**Required work**
Where a line in the records below includes "white", pull that line out.

**Exercise input**
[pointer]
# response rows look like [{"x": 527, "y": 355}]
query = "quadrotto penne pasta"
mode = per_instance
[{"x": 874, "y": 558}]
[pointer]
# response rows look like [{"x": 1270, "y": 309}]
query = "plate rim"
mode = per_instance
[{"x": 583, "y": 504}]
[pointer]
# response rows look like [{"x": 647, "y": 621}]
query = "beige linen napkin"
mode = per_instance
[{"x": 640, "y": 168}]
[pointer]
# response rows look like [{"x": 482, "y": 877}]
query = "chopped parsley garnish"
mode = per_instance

* * *

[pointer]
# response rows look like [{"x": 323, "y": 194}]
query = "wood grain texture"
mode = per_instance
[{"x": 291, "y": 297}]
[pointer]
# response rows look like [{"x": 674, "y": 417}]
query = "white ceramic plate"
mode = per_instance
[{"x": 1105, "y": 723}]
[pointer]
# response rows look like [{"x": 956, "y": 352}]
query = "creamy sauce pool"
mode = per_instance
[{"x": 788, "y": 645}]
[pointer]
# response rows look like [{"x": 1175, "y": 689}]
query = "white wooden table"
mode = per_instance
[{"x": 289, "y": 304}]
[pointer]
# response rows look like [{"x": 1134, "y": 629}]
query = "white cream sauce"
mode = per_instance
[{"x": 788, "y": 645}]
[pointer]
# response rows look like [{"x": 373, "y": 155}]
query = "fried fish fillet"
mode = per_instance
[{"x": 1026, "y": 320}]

**Result for this exercise**
query = "white ceramic plate"
query = "white wooden table"
query = "white cream sauce"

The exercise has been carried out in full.